• _Try it_: Could you please retype all of the records exactly, skipping any pictures?

━━━ Data under study ━━━

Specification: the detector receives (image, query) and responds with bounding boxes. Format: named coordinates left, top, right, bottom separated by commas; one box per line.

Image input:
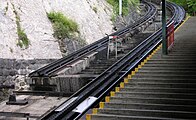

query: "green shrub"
left=111, top=14, right=116, bottom=22
left=169, top=0, right=196, bottom=15
left=187, top=0, right=196, bottom=15
left=17, top=29, right=29, bottom=48
left=107, top=0, right=140, bottom=16
left=47, top=12, right=79, bottom=39
left=107, top=0, right=120, bottom=15
left=12, top=3, right=30, bottom=49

━━━

• _Result of the task_:
Specification: the detector receives (image, query) and responds with bounding boxes. Format: named coordinates left, top, right, bottom separated by commas; one box per line.

Image input:

query: "green shrub"
left=111, top=14, right=116, bottom=22
left=169, top=0, right=196, bottom=15
left=187, top=0, right=196, bottom=15
left=17, top=29, right=29, bottom=48
left=107, top=0, right=140, bottom=16
left=47, top=12, right=79, bottom=39
left=107, top=0, right=120, bottom=15
left=12, top=3, right=30, bottom=49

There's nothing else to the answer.